• - Manhaj bukanlah figuritas

    Assalaamu’alaykum Wa rahmatullahi wa barakaatuhu
    Bismillaahirrahmanirrahim…….

    Firqah Selamat “Memegang Manhaj”

    Renungan
    أَلاَ إِنَّ مَنْ قَبْلَكُمْ مِنْ أَهْلِ اْلكِتَابِ اِفْتَرَقُوْا عَلى ثِنْتَيْنِ وَسَبْعِيْنَ مِلَّةً وَإِنَّ هَذِهِ اْلأُمَّةَ سَتَفْتَرِقُ عَلَى ثَلاَثٍ وَسَبْعِيْنَ. ثِنْتَانِ وَسَبْعُونَ فِي النَّارِ وَوَاحِدَةٌ فِي اْلجَنَّةِ وَ هِيَ اْلجَمَاعَةُ

    “Ketahuilah! Sesungguhnya orang-orang sebelum kalian dari kalangan Ahlul Kitab telah terpecah menjadi 72 millah (prinsip dasar agama), sedangkan ummat ini akan terpecah menjasi 73 millah, 72 di neraka dan satu di syurga, yaitu al-Jama’ah”

### KETENTUAN TUGAS:
1. Jawab pertanyaan berikut dari teks tentang perpecahan umat:
(a) Menurut baris paling atas, manhaj bukanlah apa?
(b) Ahlul Kitab terpecah menjadi berapa millah?
(c) Apa nama satu golongan yang disebut masuk surga?
2. Lanjutkan teks tentang perpecahan umat itu, mulai setelah kalimat terakhirnya.
Data setelah ini adalah bahan tersendiri yang terpisah dari teks.

### DATA YANG DIBERIKAN:
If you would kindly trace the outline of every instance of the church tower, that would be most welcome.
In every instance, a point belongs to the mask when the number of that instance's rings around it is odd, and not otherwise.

### JAWABAN TUGAS:
1.
(a) Figuritas.
(b) 72 millah.
(c) Al-Jama'ah.

2.
    (HR. Abu Dawud ath-Thayalisiy: 275, Ahmad dalam Musnadnya 4/102, Abu Dawud: 5/5, ad-Darimiy: 2/158, Ibnu Abi ‘ Ashim: 1/7, al-Mirwaziy: 19,20, al-Ajuriy dalam asy-Syari’ah:18, ath-Thabraniy dalam al-Kabir: 19/376, al-Akbariy dalam al-Ibanah:1/371, al-Hakim :1/217, al-Lalikaiy dalam Syarh I’tiqad Ahli as-Sunnah wa al-Jama’ah:1/101, al-Bayhaqiy dalam Dala’il an-Nubuwwah: 6/541,542 dan al-Ashbahaniy dalam al-Hujjah fi Bayan al-Mahajjah: 1/253. al-Hafidz al-‘Iraqiy dalam Takhrij al-Ihya berkata:

    “Sanad-sanadnya jayyid” dan Ibnu Hajar dalam Tarikh al-Kasysyaf: “Sanadnya hasan”.

    Di dalam riwayat lain satu kelompok yang akan masuk surga itu adalah:

    مَا أَنَا عَلَيْهِ وَ أَصْحَابِي

    “Sesuatu yang dilakoni olehku dan para shahabatku”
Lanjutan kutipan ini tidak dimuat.